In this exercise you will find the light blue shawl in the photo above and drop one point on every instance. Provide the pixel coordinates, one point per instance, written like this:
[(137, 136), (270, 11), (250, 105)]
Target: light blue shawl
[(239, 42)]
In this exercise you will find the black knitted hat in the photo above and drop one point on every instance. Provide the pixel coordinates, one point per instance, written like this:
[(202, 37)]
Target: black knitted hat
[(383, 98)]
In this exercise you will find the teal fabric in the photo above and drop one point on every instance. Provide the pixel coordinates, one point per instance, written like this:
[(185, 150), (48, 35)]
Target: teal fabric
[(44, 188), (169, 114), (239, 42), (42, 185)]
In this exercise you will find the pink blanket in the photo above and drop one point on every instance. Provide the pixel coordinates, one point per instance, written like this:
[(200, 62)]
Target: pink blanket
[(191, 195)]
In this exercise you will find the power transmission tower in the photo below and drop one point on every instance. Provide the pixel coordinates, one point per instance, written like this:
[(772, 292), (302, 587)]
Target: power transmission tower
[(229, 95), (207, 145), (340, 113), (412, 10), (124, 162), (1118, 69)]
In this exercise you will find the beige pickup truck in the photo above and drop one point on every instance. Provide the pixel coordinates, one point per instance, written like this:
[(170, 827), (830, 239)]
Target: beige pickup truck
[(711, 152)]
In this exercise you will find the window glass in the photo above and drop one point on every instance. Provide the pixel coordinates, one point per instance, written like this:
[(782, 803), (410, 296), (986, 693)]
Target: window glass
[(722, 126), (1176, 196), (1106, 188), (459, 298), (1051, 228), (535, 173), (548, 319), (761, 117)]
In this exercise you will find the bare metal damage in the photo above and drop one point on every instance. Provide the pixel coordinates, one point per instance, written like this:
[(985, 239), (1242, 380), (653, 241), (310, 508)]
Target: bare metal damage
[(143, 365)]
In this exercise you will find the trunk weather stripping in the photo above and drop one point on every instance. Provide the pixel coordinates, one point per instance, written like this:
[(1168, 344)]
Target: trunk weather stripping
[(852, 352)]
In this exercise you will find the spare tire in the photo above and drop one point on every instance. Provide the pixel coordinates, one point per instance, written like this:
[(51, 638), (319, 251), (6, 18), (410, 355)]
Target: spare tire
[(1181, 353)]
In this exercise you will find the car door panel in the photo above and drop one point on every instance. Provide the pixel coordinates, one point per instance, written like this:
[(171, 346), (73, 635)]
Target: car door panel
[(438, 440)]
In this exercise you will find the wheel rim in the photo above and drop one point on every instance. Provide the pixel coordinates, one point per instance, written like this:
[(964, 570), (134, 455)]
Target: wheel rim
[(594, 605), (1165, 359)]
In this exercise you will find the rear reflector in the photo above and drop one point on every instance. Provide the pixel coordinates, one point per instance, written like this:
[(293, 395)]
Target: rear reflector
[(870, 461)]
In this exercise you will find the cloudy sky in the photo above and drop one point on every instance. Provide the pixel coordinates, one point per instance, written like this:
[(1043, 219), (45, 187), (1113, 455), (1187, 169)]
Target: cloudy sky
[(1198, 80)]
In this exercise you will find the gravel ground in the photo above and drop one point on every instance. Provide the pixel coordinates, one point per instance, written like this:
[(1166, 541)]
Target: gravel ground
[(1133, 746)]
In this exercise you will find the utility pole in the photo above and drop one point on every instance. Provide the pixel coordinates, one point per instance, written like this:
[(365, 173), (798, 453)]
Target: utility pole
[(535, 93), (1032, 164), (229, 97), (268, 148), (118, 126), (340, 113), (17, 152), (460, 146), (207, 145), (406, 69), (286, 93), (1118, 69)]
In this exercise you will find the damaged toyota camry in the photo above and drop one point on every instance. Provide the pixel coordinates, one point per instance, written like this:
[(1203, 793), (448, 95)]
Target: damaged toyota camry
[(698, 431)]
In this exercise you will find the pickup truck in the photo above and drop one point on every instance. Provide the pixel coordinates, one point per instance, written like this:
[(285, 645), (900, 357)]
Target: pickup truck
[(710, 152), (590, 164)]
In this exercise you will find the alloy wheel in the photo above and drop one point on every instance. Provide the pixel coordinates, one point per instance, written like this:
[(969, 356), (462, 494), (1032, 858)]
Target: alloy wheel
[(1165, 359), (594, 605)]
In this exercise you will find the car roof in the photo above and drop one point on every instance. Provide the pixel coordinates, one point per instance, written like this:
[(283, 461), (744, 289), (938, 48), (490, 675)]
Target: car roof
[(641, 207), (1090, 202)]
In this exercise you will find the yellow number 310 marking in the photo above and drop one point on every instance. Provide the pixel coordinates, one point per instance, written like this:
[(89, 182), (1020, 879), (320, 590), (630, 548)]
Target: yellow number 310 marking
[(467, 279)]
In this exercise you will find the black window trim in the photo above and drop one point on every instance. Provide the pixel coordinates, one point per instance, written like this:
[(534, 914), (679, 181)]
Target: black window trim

▶ **EXERCISE BRIEF**: Retype all of the material, exactly as written.

▶ **EXPECTED ANSWER**:
In this exercise you will find the light blue shawl in the photo above and drop one point on every instance. Provide the pixel coordinates, one point per instance, written like this:
[(137, 136), (270, 11), (250, 105)]
Target: light blue shawl
[(239, 42)]
In this exercise you will find the black knitted hat in the photo above and drop one point on every instance. Provide the pixel coordinates, one point per instance, written like this:
[(202, 37)]
Target: black knitted hat
[(383, 98)]
In this exercise you will find the teal fabric in the photo above and drop one point on every instance. Provide the pixel coordinates, one point per instance, written like this:
[(185, 150), (48, 35)]
Target: teal fabric
[(44, 188), (169, 114), (239, 42), (42, 185)]
In this exercise you will find the pink blanket in the photo above and drop one point on every instance. Provide the pixel coordinates, one point per instance, written like this:
[(200, 62)]
Target: pink blanket
[(191, 195)]
In this exercise you will find the power transmission tower in the photo below and drop one point on every instance. Provide the pixel coordinates, one point per instance, written like this:
[(772, 292), (302, 587)]
Target: power transmission tower
[(229, 95), (207, 145), (340, 113), (412, 10), (124, 162), (1118, 69)]
In this exercise you will find the beige pickup truck in the photo above and drop one point on every instance. Provide the pixel coordinates, one point per instance, written like this:
[(170, 827), (830, 239)]
Target: beige pickup truck
[(711, 152)]
In this exercise you will find the window glass in the photo above and drop one point on every instance. Provide the pixel coordinates, one point per instance, written like this:
[(782, 803), (410, 296), (986, 693)]
Target: window glass
[(722, 126), (1176, 196), (1106, 188), (459, 298), (1051, 228), (535, 173), (548, 319), (761, 117)]
In this exercise you will find the bare metal damage in the photo above and drop one point on every instance. Provide the pixel coordinates, one point per instance, written like this:
[(985, 239), (1242, 380), (653, 241), (310, 508)]
Target: bare metal damage
[(143, 365)]
In this exercise you will find the trunk weather stripping in the photo above and drop one point on every instance. Provide the pixel coordinates, one point per instance, written like this:
[(1168, 344)]
Target: trunk weather stripping
[(852, 352)]
In this exercise you will find the spare tire in the photo above and drop one point on every instance. Provide the pixel coordinates, one point per instance, written like this:
[(51, 638), (319, 251), (6, 18), (410, 355)]
Target: spare tire
[(1181, 353)]
In this exercise you will find the car door panel in the photo above and drop one point on every instance. Provide the pixel coordinates, one point per instance, written like this:
[(171, 346), (73, 635)]
Target: car door panel
[(438, 440)]
In this exercise you will find the wheel rim in the photo above and drop one point on every instance. Provide the pixel coordinates, one point per instance, written like this:
[(964, 570), (134, 455)]
Target: wheel rim
[(594, 605), (1165, 359)]
In this exercise you will find the rear reflector in the photo above and drop one point on every instance. Provide the pixel coordinates, one point per instance, written like this:
[(293, 395)]
Target: rear reflector
[(870, 461)]
In this exercise you will find the cloudy sky in the photo above and drop one point on every instance. Provide the pixel coordinates, one point per instance, written like this:
[(1043, 219), (45, 187), (1113, 455), (1187, 169)]
Target: cloudy sky
[(1198, 80)]
In this exercise you will find the gravel ground in the photo above and drop one point on every instance. Provide the pixel coordinates, one point per instance, written like this:
[(1166, 541)]
Target: gravel ground
[(1133, 746)]
In this exercise you will find the utility pole in the photo above and drop one point on every instance. Provide the pixel coordinates, one point per instance, written like this:
[(365, 173), (798, 453)]
Target: utility pole
[(535, 93), (1032, 164), (229, 97), (268, 148), (118, 126), (340, 113), (17, 152), (460, 146), (207, 145), (406, 69), (286, 93), (1118, 69)]
In this exercise you will find the damaged toyota camry in the photo above and drop one point on every instance. Provide the pixel coordinates, one point per instance, written like this:
[(1203, 793), (448, 95)]
Target: damaged toyota camry
[(698, 431)]
In this exercise you will find the pickup truck in the photo above and drop one point on every instance. Provide the pixel coordinates, one point per instance, written like this:
[(285, 645), (900, 357)]
Target: pickup truck
[(710, 152), (590, 164)]
In this exercise you will find the alloy wheel in the photo above and drop one point on every instance. Provide the pixel coordinates, one point per instance, written like this:
[(969, 356), (462, 494), (1032, 858)]
Target: alloy wheel
[(1165, 359), (594, 605)]
In this exercise you will find the car roof in the photo above and drop one point on every instance. Provide the pixel coordinates, one point per instance, written like this:
[(283, 461), (744, 289), (938, 48), (490, 675)]
Target: car roof
[(641, 207), (1090, 202)]
In this exercise you will find the yellow number 310 marking in the photo above and drop one point on every instance. Provide the pixel coordinates, one point per instance, written like this:
[(89, 182), (1020, 879), (320, 590), (630, 548)]
Target: yellow number 310 marking
[(467, 279)]
In this exercise you will find the black window trim in the photo above and drop one point on every instance. Provide the pixel coordinates, one point per instance, written like this:
[(534, 914), (679, 181)]
Target: black window trim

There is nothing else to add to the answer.